▶ Supplied records:
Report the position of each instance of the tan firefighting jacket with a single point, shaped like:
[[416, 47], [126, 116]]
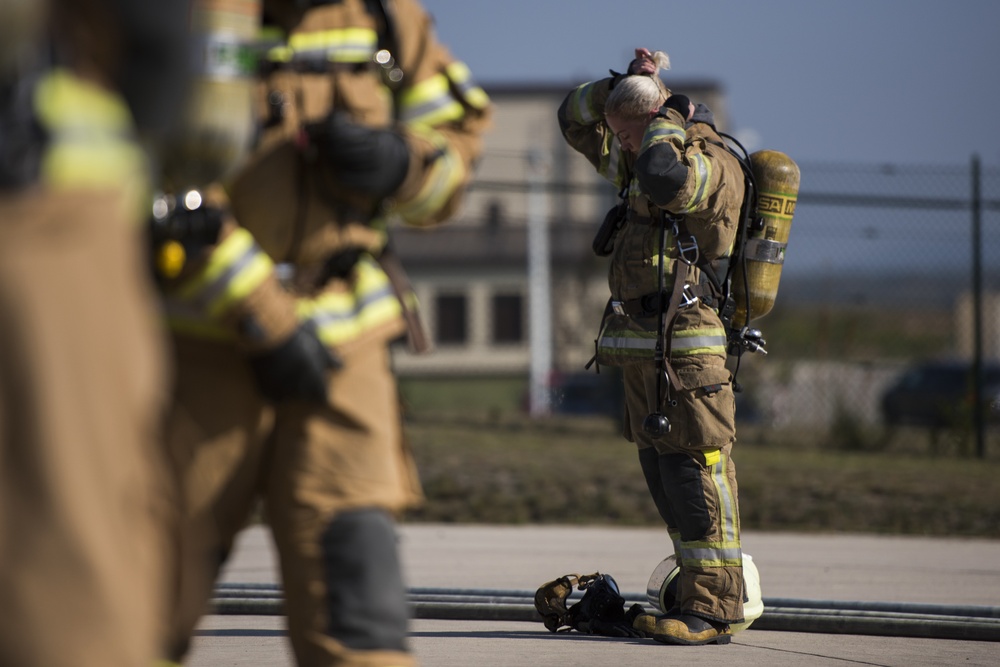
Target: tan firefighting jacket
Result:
[[709, 201], [386, 69]]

▶ Exercise instructions: Reproduce the material above in full and without alteration, but skip all pictures.

▶ Reply:
Report the position of each instance of the tan firefighting jacket with a single point, shaped like:
[[416, 47], [126, 116]]
Target: tan firefighting jacket
Result:
[[709, 201], [386, 69]]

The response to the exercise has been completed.